THE REQUEST:
Which lines of the listing below contain the word "peppercorn"? Locate each one and copy it in full.

RAW DATA:
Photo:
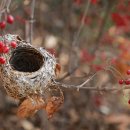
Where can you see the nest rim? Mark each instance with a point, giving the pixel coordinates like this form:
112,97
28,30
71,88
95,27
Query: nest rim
22,55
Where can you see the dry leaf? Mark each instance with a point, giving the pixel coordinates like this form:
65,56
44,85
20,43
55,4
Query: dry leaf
53,105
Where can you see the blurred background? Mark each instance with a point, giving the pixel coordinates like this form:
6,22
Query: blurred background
85,36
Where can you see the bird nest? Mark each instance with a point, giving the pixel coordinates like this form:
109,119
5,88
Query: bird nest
25,59
28,76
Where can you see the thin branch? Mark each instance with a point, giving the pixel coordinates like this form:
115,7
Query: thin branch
67,74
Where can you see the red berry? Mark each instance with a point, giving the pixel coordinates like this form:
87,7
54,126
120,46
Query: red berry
128,72
2,24
127,82
129,101
5,49
1,46
121,81
10,19
2,60
13,44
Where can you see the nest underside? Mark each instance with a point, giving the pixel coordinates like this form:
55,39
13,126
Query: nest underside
29,70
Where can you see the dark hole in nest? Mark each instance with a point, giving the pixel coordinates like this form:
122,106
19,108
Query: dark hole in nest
26,59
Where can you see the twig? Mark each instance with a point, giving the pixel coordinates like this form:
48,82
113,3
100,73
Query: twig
67,74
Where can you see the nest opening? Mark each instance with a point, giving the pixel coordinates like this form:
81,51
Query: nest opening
26,59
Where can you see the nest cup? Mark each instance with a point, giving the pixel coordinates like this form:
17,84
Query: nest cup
25,59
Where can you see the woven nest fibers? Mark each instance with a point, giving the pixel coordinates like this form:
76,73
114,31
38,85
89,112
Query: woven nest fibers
26,59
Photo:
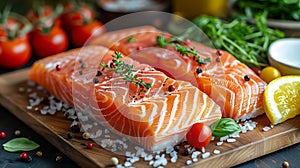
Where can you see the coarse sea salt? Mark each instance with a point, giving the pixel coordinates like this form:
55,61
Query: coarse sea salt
216,151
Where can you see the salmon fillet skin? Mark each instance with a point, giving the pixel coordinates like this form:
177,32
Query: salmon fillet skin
222,79
154,118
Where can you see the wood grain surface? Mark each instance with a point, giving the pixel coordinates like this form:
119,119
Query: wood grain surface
54,128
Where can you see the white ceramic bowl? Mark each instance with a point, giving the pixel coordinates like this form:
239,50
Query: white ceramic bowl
284,54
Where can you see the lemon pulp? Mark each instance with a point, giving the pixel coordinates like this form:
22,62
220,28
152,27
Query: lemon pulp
282,99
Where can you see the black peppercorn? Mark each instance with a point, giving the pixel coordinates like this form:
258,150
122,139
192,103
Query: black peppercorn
99,73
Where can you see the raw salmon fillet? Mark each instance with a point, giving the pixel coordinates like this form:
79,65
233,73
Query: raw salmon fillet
222,78
153,119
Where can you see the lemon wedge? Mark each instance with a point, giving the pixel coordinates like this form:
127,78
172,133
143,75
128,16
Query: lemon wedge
282,99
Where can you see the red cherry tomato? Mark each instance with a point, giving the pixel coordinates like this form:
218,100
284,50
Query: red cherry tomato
14,53
199,135
77,14
80,34
45,44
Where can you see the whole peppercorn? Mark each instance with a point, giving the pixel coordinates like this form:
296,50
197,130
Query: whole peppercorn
187,41
2,135
89,145
176,148
285,164
112,65
23,155
59,159
86,135
171,88
58,67
219,52
199,70
186,152
70,135
139,48
39,153
17,132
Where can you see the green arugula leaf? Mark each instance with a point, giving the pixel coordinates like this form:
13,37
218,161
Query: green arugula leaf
224,126
20,144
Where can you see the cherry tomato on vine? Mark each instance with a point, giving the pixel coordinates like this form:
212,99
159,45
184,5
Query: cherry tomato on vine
81,33
199,135
49,43
14,53
77,14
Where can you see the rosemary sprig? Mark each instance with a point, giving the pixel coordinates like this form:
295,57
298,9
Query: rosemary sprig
183,50
126,71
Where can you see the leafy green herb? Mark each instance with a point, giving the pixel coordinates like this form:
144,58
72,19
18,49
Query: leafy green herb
126,71
131,39
276,9
183,50
248,43
224,126
20,144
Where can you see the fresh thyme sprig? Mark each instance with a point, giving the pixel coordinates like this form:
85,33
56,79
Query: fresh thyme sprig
131,39
126,71
183,50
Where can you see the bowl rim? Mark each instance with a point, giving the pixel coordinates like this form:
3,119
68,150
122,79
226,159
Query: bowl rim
270,56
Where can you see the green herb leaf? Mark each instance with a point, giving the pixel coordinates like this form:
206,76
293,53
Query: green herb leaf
20,144
126,71
247,42
224,126
183,50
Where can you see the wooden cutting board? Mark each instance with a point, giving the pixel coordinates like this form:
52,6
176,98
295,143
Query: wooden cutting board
54,128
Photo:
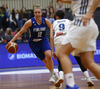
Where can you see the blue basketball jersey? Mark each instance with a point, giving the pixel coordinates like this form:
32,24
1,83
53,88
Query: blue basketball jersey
37,31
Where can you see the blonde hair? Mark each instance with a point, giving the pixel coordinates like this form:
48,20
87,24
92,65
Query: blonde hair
37,6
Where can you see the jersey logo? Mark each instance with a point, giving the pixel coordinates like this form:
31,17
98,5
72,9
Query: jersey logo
43,22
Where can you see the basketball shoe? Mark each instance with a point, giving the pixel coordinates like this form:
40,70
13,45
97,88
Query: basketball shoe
60,80
54,78
89,82
75,87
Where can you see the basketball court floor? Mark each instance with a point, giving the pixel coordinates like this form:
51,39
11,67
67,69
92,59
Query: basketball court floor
37,78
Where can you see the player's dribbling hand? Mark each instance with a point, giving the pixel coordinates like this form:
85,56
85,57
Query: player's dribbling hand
57,1
54,55
86,19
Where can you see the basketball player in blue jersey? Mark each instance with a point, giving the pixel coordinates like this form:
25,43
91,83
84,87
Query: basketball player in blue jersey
81,40
58,31
38,41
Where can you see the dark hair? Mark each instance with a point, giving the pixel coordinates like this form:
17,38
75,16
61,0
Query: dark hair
2,8
60,14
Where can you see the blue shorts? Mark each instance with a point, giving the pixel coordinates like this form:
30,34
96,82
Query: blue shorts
40,47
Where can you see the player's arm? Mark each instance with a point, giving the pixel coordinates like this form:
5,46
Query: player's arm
88,16
48,23
24,28
93,7
52,42
51,33
64,1
52,38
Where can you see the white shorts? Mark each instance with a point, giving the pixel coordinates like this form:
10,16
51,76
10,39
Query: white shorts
57,42
83,38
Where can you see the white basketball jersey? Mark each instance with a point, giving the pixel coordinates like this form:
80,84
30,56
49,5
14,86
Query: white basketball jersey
80,7
61,25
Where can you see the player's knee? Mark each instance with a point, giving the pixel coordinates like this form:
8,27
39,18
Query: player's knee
88,65
59,55
48,57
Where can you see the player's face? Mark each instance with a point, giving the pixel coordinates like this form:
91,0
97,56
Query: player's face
37,13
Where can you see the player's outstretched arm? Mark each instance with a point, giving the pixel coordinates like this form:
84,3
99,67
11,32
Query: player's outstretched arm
88,16
52,43
24,28
64,1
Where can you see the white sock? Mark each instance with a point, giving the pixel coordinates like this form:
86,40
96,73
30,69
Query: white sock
61,74
70,79
86,74
51,72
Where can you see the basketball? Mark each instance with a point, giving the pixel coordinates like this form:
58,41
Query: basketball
12,47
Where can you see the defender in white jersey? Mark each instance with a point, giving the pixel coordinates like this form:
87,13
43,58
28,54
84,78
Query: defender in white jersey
81,37
59,29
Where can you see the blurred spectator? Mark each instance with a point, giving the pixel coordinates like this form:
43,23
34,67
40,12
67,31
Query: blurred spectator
25,36
6,9
4,19
15,19
32,12
60,7
8,35
48,8
23,15
15,32
1,38
51,15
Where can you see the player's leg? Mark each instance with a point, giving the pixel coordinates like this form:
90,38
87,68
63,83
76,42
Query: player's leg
45,46
63,55
84,70
61,75
88,62
49,63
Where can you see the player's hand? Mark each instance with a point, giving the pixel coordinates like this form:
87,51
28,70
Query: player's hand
57,1
54,55
86,19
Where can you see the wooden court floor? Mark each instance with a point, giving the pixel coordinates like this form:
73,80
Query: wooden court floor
40,81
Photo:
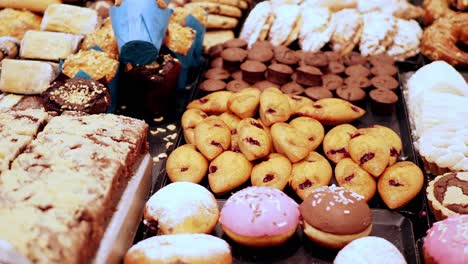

RESPONSE TO THIS EXERCISE:
Where can you see the black peppercorn? Mark each instance with a point, giving the pixel coordinates like this form:
Query: black peppercorn
Where can you see the whole peppercorn? Mark each instance with a point, giving the pixel coordinates like this form:
Query: whole peppercorn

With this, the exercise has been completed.